An exact transcription of the entries is required, with no images included.

========================================

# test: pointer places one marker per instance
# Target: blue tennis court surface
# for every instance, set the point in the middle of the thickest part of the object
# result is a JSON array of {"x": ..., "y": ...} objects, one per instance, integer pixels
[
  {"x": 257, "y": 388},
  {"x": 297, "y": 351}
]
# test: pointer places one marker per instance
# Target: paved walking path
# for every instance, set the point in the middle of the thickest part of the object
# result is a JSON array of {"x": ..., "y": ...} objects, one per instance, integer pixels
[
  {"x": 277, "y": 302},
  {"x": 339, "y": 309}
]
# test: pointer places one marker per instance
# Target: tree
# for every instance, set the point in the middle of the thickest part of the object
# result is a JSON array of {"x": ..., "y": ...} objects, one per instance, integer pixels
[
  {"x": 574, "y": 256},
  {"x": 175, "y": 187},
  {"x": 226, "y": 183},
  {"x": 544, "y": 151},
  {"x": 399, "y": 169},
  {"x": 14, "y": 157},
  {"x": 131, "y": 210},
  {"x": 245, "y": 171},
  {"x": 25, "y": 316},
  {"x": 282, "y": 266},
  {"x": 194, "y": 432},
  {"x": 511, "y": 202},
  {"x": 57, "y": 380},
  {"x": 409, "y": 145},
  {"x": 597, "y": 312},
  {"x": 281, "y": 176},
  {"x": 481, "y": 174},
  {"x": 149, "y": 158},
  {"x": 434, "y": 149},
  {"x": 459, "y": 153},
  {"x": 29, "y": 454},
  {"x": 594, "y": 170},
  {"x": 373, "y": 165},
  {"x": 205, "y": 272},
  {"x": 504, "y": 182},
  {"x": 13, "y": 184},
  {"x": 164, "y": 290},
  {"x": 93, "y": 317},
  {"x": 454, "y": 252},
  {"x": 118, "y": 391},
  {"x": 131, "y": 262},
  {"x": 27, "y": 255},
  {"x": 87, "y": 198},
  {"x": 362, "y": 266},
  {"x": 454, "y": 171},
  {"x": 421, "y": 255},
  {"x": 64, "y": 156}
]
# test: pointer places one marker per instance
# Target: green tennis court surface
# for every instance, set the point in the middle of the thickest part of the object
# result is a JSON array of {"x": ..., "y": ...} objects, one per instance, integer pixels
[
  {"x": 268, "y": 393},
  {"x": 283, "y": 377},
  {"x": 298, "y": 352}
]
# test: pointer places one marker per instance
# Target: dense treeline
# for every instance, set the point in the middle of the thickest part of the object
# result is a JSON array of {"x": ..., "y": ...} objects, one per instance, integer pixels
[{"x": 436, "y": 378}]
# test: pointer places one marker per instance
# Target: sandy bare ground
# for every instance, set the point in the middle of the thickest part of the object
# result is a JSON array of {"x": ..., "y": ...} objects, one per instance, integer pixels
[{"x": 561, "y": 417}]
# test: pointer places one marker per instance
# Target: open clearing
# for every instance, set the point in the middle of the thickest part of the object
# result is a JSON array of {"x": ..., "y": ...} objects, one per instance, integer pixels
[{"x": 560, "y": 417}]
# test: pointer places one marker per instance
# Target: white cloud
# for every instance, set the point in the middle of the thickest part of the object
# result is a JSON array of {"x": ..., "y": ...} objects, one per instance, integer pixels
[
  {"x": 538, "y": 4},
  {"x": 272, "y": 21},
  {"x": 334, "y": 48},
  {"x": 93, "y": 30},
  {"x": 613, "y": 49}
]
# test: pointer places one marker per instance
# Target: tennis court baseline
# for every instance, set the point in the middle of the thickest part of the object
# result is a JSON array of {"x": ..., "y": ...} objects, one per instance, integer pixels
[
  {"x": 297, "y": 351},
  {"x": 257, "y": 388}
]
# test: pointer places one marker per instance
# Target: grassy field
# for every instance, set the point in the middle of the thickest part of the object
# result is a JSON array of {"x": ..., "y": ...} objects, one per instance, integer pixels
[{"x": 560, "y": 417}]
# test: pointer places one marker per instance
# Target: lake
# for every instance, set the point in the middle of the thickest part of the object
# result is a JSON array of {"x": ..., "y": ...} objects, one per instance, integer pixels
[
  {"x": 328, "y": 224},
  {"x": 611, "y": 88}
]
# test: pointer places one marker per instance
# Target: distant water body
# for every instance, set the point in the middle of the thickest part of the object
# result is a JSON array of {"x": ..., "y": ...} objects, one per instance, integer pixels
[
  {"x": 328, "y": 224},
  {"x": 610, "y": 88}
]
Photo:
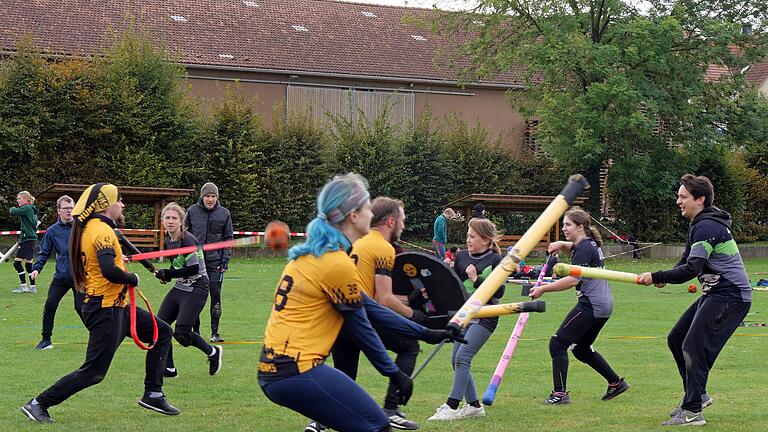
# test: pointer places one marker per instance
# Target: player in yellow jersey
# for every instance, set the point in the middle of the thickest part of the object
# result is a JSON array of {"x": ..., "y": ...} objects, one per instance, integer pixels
[
  {"x": 319, "y": 291},
  {"x": 99, "y": 271},
  {"x": 374, "y": 256}
]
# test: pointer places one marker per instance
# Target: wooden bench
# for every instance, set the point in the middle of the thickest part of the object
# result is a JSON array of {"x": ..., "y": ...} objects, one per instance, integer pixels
[{"x": 509, "y": 240}]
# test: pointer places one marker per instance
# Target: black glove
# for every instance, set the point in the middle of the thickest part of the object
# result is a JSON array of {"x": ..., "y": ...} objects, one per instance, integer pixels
[
  {"x": 419, "y": 316},
  {"x": 437, "y": 336},
  {"x": 163, "y": 275},
  {"x": 454, "y": 334},
  {"x": 404, "y": 386}
]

========================================

### SOLVED PROBLEM
# test: pointer places one marker per instance
# Target: blue tennis court surface
# for every instance, set the point in the middle of the thickest part of the object
# result is a JSON array of {"x": ..., "y": ...} objects, one per instance, integer pixels
[
  {"x": 257, "y": 388},
  {"x": 297, "y": 351}
]
# test: pointer places one marker per instance
# Target: paved walking path
# for every instance, set the point in the middle of the thickest part of the object
# result is a JSON array of {"x": ..., "y": ...} objects, one per instance, integer pixels
[
  {"x": 277, "y": 302},
  {"x": 339, "y": 309}
]
# test: pointer places one marker per instance
# Target: tree
# for every instance, set the point in the middle of the thickest part of the object
# result is a JSON array of {"x": ..., "y": ...} objects, one per instance, integer pixels
[
  {"x": 574, "y": 256},
  {"x": 175, "y": 187},
  {"x": 226, "y": 183},
  {"x": 544, "y": 151},
  {"x": 399, "y": 169},
  {"x": 14, "y": 157},
  {"x": 131, "y": 210},
  {"x": 245, "y": 171},
  {"x": 25, "y": 316},
  {"x": 282, "y": 266},
  {"x": 194, "y": 432},
  {"x": 511, "y": 202},
  {"x": 57, "y": 380},
  {"x": 409, "y": 145},
  {"x": 597, "y": 312},
  {"x": 281, "y": 176},
  {"x": 481, "y": 174},
  {"x": 149, "y": 158},
  {"x": 434, "y": 149},
  {"x": 459, "y": 153},
  {"x": 29, "y": 454},
  {"x": 594, "y": 170},
  {"x": 373, "y": 165},
  {"x": 205, "y": 272},
  {"x": 504, "y": 182},
  {"x": 13, "y": 184},
  {"x": 164, "y": 290},
  {"x": 93, "y": 317},
  {"x": 454, "y": 252},
  {"x": 118, "y": 391},
  {"x": 131, "y": 262},
  {"x": 27, "y": 255},
  {"x": 87, "y": 198},
  {"x": 362, "y": 266},
  {"x": 454, "y": 171},
  {"x": 421, "y": 255},
  {"x": 64, "y": 156}
]
# test: pointer places one marker per instance
# Target: green tennis court surface
# for every instance, set the point in the middle of the thickest part of the object
# result is a JSON array of {"x": ..., "y": ...} objects, one per instance, integer pixels
[
  {"x": 268, "y": 393},
  {"x": 283, "y": 377},
  {"x": 298, "y": 352}
]
# test: pointer places one marker per instance
# Target: dense treeline
# for every instance, set the point in the middle of the thickest part of the object
# result is a JSON array of {"x": ..., "y": ...} objects, one per instance, integer pixels
[{"x": 436, "y": 378}]
# test: pointer places one marker per instance
# Target: sandy bare ground
# for every instance, set the point in the middle of the thickest part of the object
# result is a JSON array of {"x": ..., "y": ...} objects, one per instance, integer pixels
[{"x": 561, "y": 417}]
# test: pointer places one marker per instance
# Target: open clearing
# for every instance, set the point in the middle of the thickest part of the object
# result is a JSON array of {"x": ..., "y": ...} objects, one per instance, integer pixels
[{"x": 560, "y": 417}]
# test: pointer places one marker per instance
# Target: white cloud
# for every instance, set the point in the middle of the thickest part of the object
# result is a JSON array of {"x": ..., "y": ...} objects, one per instance, integer pixels
[
  {"x": 538, "y": 4},
  {"x": 272, "y": 21},
  {"x": 334, "y": 48},
  {"x": 93, "y": 30},
  {"x": 613, "y": 49}
]
# test: pointer places one marker per instance
# Target: tennis court baseline
# for every instance, set the point in the middle of the thickest part of the object
# result is a JSON array of {"x": ..., "y": ...} objects, one per instance, integer pixels
[
  {"x": 297, "y": 351},
  {"x": 257, "y": 388}
]
# test: pointer places one marker per instance
# Target: grassy field
# for every instance, set the point in the middle of the thickest part of the object
# result is a JSON array of {"x": ..., "y": ...} objects, one per instance, integer pixels
[{"x": 560, "y": 417}]
# test: pointer places one marker per instance
# Target: lake
# for every instance, set the point in the middle of the thickest part of the object
# result is a JSON array of {"x": ..., "y": ...} objects, one per instance, integer pixels
[
  {"x": 328, "y": 224},
  {"x": 611, "y": 88}
]
# test: pointer places one marker per instance
# Target: distant water body
# for every instance, set the point in the middle of the thickest part of the object
# result is a JSON array of {"x": ..., "y": ...} objects, one per instance, integer pixels
[
  {"x": 328, "y": 224},
  {"x": 610, "y": 88}
]
Photo:
# test: pointer places one marker per instance
# Target: player in yellow jersey
# for every instance, set the point in the middle of the thickest part of the object
# result is a JSON array of {"x": ..., "y": ...} objects, one per instance, integer pixels
[
  {"x": 319, "y": 291},
  {"x": 99, "y": 271},
  {"x": 374, "y": 256}
]
# test: pointer places one marker per instance
# Target: wooden bench
# for every instance, set the point in the middle of the thickest part of the object
# result is a JSON array of {"x": ..., "y": ...} objects, one per instance, integer pixels
[{"x": 509, "y": 240}]
# test: pointer places one marker per instance
# Target: black glove
# for every instance, set the point in the middle of the thickest part of the object
# result is a JSON array of {"x": ..., "y": ...} objects, one per instance, integer pixels
[
  {"x": 419, "y": 316},
  {"x": 437, "y": 336},
  {"x": 163, "y": 275},
  {"x": 454, "y": 334},
  {"x": 404, "y": 386}
]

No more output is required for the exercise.